[PROVIDED PASSAGE]

------------------------------------------------

"charset" should provide all the profiling information to uniquely
map a byte stream to glyphs.
Thus, bare Unicode, which can't map some Devanagari and some Han correctly,
can't be a "charset".
Actually, this is true of a wide variety of things that you might think
One of them is ASCII! The ASCII standard is most carefully weasel-worded
so that it does *not* demand that you map bytes to glyphs in the way you
might think it required. This was to accommodate an obscure historical
problem: it was politically necessary that a 64-character subset of
ASCII -- codes 32 through 95 -- accommodate PL/I. This causes two
problems: ASCII has no "not" symbol, and the ASCII or-bar is not in
the 64-character subset. The result is a standard which is vague enough
about the appearance of the glyphs that it is legitimate to print code 41
(exclamation point) as or-bar and code 94 (circumflex) as not-sign.
This, incidentally, is the reason why the or-bar symbol in many fonts
has a small break in the middle: early revs of the ASCII standard showed
it that way in hopes of minimizing confusion with a code-41 or-bar.
(The break no longer appears in the standard, but a lot of hardware
suppliers haven't noticed.)
It is madness to interpret the definition of "charset" so narrowly that
the well-understood ASCII character set would not qualify.
An important distinction here is that between intent and realization.
If the gap between them is too wide, we just have to throw up our hands...
but if the realization departs from the intent in only small ways, it is
proper to class those as bugs (to be fixed eventually, one hopes) and
judge by the intent. I'm not up on the subtleties of the Devanagari/Han
problems with Unicode, but I strongly suspect that they qualify as bugs,
which we can legitimately overlook, rather than gross differences of
intent, which we can't. Unicode is *meant* to be a unique mapping, and
comes very close to being one.
Henry Spencer at U of Toronto Zoology

------------------------------------------------

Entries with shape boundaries
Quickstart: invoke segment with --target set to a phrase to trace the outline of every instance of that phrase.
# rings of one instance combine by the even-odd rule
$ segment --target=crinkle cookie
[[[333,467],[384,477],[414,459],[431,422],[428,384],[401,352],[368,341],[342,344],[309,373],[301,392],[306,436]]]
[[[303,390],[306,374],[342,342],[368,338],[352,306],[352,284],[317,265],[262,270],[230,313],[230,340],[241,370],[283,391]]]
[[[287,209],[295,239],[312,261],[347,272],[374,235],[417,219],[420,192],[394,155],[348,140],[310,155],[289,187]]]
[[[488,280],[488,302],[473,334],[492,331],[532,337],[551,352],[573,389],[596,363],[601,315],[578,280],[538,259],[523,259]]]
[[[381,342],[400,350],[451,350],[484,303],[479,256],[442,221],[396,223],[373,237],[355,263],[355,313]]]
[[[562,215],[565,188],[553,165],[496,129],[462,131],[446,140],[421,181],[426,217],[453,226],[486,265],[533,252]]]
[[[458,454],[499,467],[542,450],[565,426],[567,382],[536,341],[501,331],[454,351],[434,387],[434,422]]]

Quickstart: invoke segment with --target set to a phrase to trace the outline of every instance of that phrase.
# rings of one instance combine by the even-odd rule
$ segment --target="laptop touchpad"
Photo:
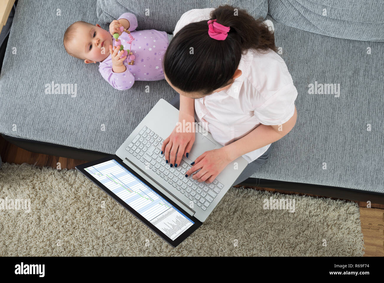
[[[215,144],[199,132],[196,132],[195,142],[192,145],[192,149],[188,155],[188,157],[193,161],[204,151],[214,149],[215,147]],[[194,156],[191,155],[194,155]]]

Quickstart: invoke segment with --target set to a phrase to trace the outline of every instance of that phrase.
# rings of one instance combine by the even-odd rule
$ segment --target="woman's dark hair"
[[[248,49],[276,52],[273,33],[263,19],[237,10],[225,5],[210,14],[210,20],[230,27],[224,40],[210,37],[208,20],[191,23],[176,33],[163,59],[164,73],[173,85],[184,92],[210,94],[233,82],[242,55]]]

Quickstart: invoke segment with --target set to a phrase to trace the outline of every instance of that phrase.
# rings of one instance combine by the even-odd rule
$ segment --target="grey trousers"
[[[180,95],[177,93],[176,96],[171,100],[170,103],[179,110],[180,106]],[[262,155],[259,156],[257,159],[248,163],[247,167],[240,173],[240,176],[237,177],[232,186],[238,185],[247,180],[253,175],[253,173],[258,170],[262,165],[269,158],[269,153],[271,151],[272,147],[272,145],[271,145],[266,151]]]

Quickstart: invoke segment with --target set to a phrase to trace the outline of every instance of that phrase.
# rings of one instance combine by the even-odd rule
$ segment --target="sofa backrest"
[[[267,0],[172,1],[171,0],[97,0],[96,13],[99,23],[105,26],[124,13],[129,12],[137,18],[137,30],[155,29],[172,33],[180,17],[192,9],[215,8],[228,3],[245,9],[254,18],[265,18],[268,10]]]
[[[384,1],[268,0],[268,8],[285,25],[338,38],[384,42]]]

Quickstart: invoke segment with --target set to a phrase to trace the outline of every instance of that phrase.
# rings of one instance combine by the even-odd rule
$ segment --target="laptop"
[[[161,146],[178,120],[179,110],[161,99],[115,154],[76,167],[174,247],[201,225],[248,164],[237,158],[211,183],[185,177],[199,156],[222,146],[195,122],[188,157],[170,167]]]

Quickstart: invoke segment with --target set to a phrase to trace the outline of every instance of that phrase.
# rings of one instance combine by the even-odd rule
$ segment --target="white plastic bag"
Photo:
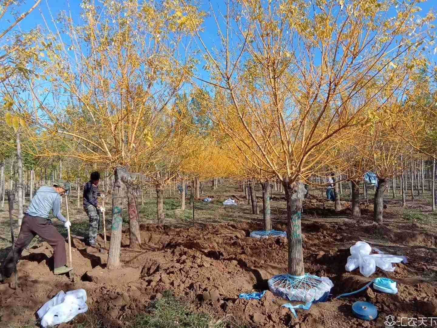
[[[395,271],[395,268],[392,265],[392,263],[399,263],[406,259],[405,256],[388,254],[371,254],[370,256],[375,259],[376,266],[385,271],[389,272]]]
[[[235,202],[235,201],[230,198],[228,198],[227,199],[225,200],[223,202],[223,205],[236,205],[236,203]]]
[[[376,270],[376,264],[374,258],[370,255],[360,257],[360,272],[366,278],[370,277]]]
[[[62,290],[42,307],[37,313],[43,327],[68,322],[80,313],[88,311],[87,292],[78,289],[64,293]]]
[[[344,266],[347,271],[350,272],[360,266],[360,259],[354,257],[351,255],[347,258],[347,262]]]
[[[357,241],[355,244],[350,247],[350,255],[355,258],[360,256],[368,255],[372,251],[370,245],[365,241]]]

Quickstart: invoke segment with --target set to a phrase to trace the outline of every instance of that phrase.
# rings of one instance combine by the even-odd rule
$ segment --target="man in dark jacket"
[[[101,213],[104,211],[103,207],[99,206],[97,198],[104,195],[99,192],[99,180],[100,174],[96,171],[91,174],[90,181],[83,187],[83,209],[90,219],[90,231],[88,243],[90,246],[96,246],[96,240],[100,223]]]

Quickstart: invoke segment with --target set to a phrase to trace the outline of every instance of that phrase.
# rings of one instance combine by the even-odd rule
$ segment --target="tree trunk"
[[[434,162],[433,162],[434,163]],[[431,169],[427,170],[427,173],[428,175],[428,190],[431,190]]]
[[[33,170],[30,171],[30,188],[29,190],[29,202],[32,200],[33,197],[33,174],[34,174]]]
[[[121,167],[114,170],[114,187],[112,192],[112,224],[111,241],[108,254],[108,268],[111,269],[120,265],[120,250],[121,242],[121,226],[123,219],[123,189],[124,183],[121,175],[124,174]]]
[[[432,197],[433,197],[433,212],[436,210],[436,191],[435,191],[435,176],[436,176],[436,160],[433,159],[433,181],[432,181]]]
[[[252,201],[252,213],[254,214],[260,213],[258,209],[258,201],[257,200],[257,193],[255,191],[255,182],[250,182],[250,199]]]
[[[394,175],[393,176],[393,180],[392,181],[392,187],[393,190],[393,198],[394,199],[396,198],[396,181]]]
[[[422,160],[422,170],[420,170],[422,175],[422,194],[425,195],[425,161]]]
[[[185,179],[182,179],[182,192],[180,194],[180,209],[185,209]]]
[[[23,191],[23,163],[21,161],[21,145],[20,141],[20,132],[17,133],[17,163],[18,170],[18,233],[21,228],[23,221],[23,205],[24,204],[24,194]]]
[[[410,178],[411,179],[411,183],[410,185],[410,191],[411,192],[411,200],[414,200],[414,181],[413,177],[414,174],[413,174],[413,164],[411,164],[411,170],[410,170]]]
[[[141,248],[139,220],[137,209],[135,189],[132,186],[126,185],[128,194],[128,212],[129,213],[129,243],[130,248]]]
[[[340,204],[340,195],[338,192],[338,178],[336,176],[332,177],[334,181],[334,196],[335,197],[335,202],[334,205],[334,209],[336,211],[341,210],[341,205]]]
[[[352,216],[360,217],[361,216],[361,210],[360,209],[360,181],[351,181],[350,185],[352,190]]]
[[[387,179],[378,178],[378,186],[375,193],[373,203],[373,220],[379,224],[382,223],[382,202],[384,200],[384,191],[385,189],[388,181]]]
[[[272,230],[272,221],[270,217],[270,181],[267,181],[261,184],[263,188],[263,218],[264,219],[264,230],[269,231]]]
[[[156,215],[158,217],[158,224],[163,224],[165,220],[164,214],[164,193],[163,186],[160,183],[156,183]]]
[[[247,205],[250,205],[251,203],[251,199],[252,195],[250,194],[250,181],[247,181]]]
[[[303,266],[303,248],[302,247],[302,229],[301,226],[301,205],[302,199],[293,195],[297,191],[298,184],[288,180],[283,183],[287,199],[287,238],[288,240],[288,273],[302,276],[305,274]],[[303,188],[303,187],[302,187]]]
[[[80,208],[80,184],[79,182],[79,177],[76,179],[77,182],[77,208]]]
[[[0,200],[1,201],[0,209],[3,211],[4,209],[4,194],[6,190],[4,183],[4,163],[0,164],[0,167],[1,167],[0,170]]]
[[[200,185],[198,179],[196,179],[196,198],[200,198]]]

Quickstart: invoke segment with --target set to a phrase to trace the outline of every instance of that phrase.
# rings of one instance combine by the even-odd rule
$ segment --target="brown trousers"
[[[14,268],[21,256],[23,250],[27,247],[32,239],[38,235],[53,248],[55,268],[65,265],[67,263],[64,237],[52,225],[52,221],[39,216],[25,215],[23,218],[21,228],[15,245],[2,265],[1,273],[5,277],[10,277]],[[14,262],[15,255],[15,262]]]

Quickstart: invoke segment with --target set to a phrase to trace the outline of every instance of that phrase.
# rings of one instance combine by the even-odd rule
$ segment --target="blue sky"
[[[403,0],[402,0],[403,1]],[[23,31],[26,31],[38,25],[45,28],[45,23],[44,21],[45,19],[45,21],[49,24],[49,28],[52,31],[54,31],[54,25],[52,21],[51,15],[52,15],[53,18],[55,19],[58,14],[61,10],[66,10],[67,14],[69,11],[75,22],[76,24],[80,24],[80,13],[81,10],[80,4],[81,3],[82,0],[58,0],[57,1],[42,0],[38,7],[22,21],[19,24],[19,26],[16,27],[16,29],[19,28]],[[34,0],[28,0],[27,3],[20,9],[19,12],[22,13],[26,11],[34,3]],[[99,2],[96,1],[96,3],[99,3]],[[225,10],[226,2],[225,1],[223,1],[223,0],[214,1],[213,0],[211,3],[212,4],[216,13],[217,12],[218,9],[223,11]],[[430,9],[437,9],[437,0],[428,0],[427,2],[420,3],[420,6],[423,9],[422,13],[420,14],[424,15]],[[209,6],[210,3],[205,2],[202,5],[202,9],[209,12],[210,10]],[[390,14],[394,15],[395,13],[393,10],[392,13],[390,13]],[[3,24],[2,24],[2,25]],[[2,26],[2,28],[3,27],[3,26]],[[215,45],[219,44],[219,38],[217,33],[217,27],[212,16],[207,19],[204,24],[204,27],[205,31],[202,34],[202,36],[208,48],[211,48]],[[0,28],[0,30],[1,29],[3,29]],[[200,46],[200,44],[198,44]],[[199,66],[199,69],[201,71],[199,73],[201,77],[205,79],[208,79],[207,73],[201,71],[202,65],[203,63]]]

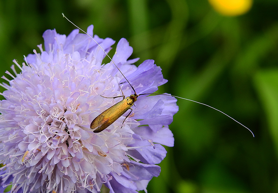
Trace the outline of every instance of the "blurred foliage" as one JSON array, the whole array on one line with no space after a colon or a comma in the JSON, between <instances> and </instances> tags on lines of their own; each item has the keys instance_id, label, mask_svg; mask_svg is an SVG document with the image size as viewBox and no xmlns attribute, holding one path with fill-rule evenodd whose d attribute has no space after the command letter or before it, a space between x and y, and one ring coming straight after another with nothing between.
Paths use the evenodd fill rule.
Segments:
<instances>
[{"instance_id":1,"label":"blurred foliage","mask_svg":"<svg viewBox=\"0 0 278 193\"><path fill-rule=\"evenodd\" d=\"M152 59L178 99L153 193L278 192L278 1L257 0L225 16L204 0L0 1L0 74L23 62L48 29L68 34L94 25L101 37L126 38L132 58ZM115 51L112 50L111 53ZM110 54L112 55L112 54ZM2 92L3 89L0 91Z\"/></svg>"}]
</instances>

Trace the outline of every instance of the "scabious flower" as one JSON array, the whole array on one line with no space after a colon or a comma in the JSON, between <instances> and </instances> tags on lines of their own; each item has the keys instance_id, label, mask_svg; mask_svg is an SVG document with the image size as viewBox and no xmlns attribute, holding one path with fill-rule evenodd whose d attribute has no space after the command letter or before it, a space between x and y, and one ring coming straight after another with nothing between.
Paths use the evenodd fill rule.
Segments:
<instances>
[{"instance_id":1,"label":"scabious flower","mask_svg":"<svg viewBox=\"0 0 278 193\"><path fill-rule=\"evenodd\" d=\"M176 100L141 96L123 124L129 111L95 133L92 120L122 100L103 96L129 96L130 86L113 62L102 64L105 54L78 30L67 37L48 30L43 37L45 51L38 45L41 54L34 50L22 66L14 60L21 72L13 66L15 75L2 77L9 84L1 84L6 90L0 101L0 191L11 184L14 193L98 192L103 184L111 193L146 191L166 156L162 144L174 145L168 125ZM94 39L107 52L115 43ZM137 58L128 60L132 52L122 39L113 60L137 94L156 91L167 82L161 68L150 60L136 67Z\"/></svg>"}]
</instances>

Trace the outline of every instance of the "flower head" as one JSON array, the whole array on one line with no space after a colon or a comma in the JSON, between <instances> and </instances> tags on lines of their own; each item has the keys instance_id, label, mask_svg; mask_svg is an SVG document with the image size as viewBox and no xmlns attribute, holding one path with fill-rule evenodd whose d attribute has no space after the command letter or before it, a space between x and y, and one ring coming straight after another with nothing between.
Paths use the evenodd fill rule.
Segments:
<instances>
[{"instance_id":1,"label":"flower head","mask_svg":"<svg viewBox=\"0 0 278 193\"><path fill-rule=\"evenodd\" d=\"M88 28L92 36L93 26ZM2 78L6 90L0 101L0 180L11 192L97 192L103 184L110 192L145 190L158 176L172 146L168 125L178 110L170 96L141 95L128 111L103 131L95 133L90 124L121 97L133 94L112 62L87 35L75 30L67 36L47 30L45 50L26 57L22 71ZM96 35L106 52L114 41ZM137 67L138 59L121 39L113 60L138 94L152 93L167 82L152 60ZM138 127L140 126L140 127ZM0 191L3 190L0 190Z\"/></svg>"},{"instance_id":2,"label":"flower head","mask_svg":"<svg viewBox=\"0 0 278 193\"><path fill-rule=\"evenodd\" d=\"M208 0L216 11L228 16L235 16L246 13L251 9L253 2L253 0Z\"/></svg>"}]
</instances>

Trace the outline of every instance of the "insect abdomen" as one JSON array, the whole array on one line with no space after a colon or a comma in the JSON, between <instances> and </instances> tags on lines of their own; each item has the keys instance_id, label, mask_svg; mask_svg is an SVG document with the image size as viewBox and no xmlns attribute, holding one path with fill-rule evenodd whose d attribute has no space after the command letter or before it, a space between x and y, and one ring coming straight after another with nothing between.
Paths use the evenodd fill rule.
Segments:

------------------------------------------------

[WRITTEN TASK]
Return everything in the charset post from "(The break no" down to "to being one.". The entries have no connection to the charset post.

[EXPECTED OUTPUT]
(The break no longer appears in the standard, but a lot of hardware
suppliers haven't noticed.)
It is madness to interpret the definition of "charset" so narrowly that
the well-understood ASCII character set would not qualify.
An important distinction here is that between intent and realization.
If the gap between them is too wide, we just have to throw up our hands...
but if the realization departs from the intent in only small ways, it is
proper to class those as bugs (to be fixed eventually, one hopes) and
judge by the intent. I'm not up on the subtleties of the Devanagari/Han
problems with Unicode, but I strongly suspect that they qualify as bugs,
which we can legitimately overlook, rather than gross differences of
intent, which we can't. Unicode is *meant* to be a unique mapping, and
comes very close to being one.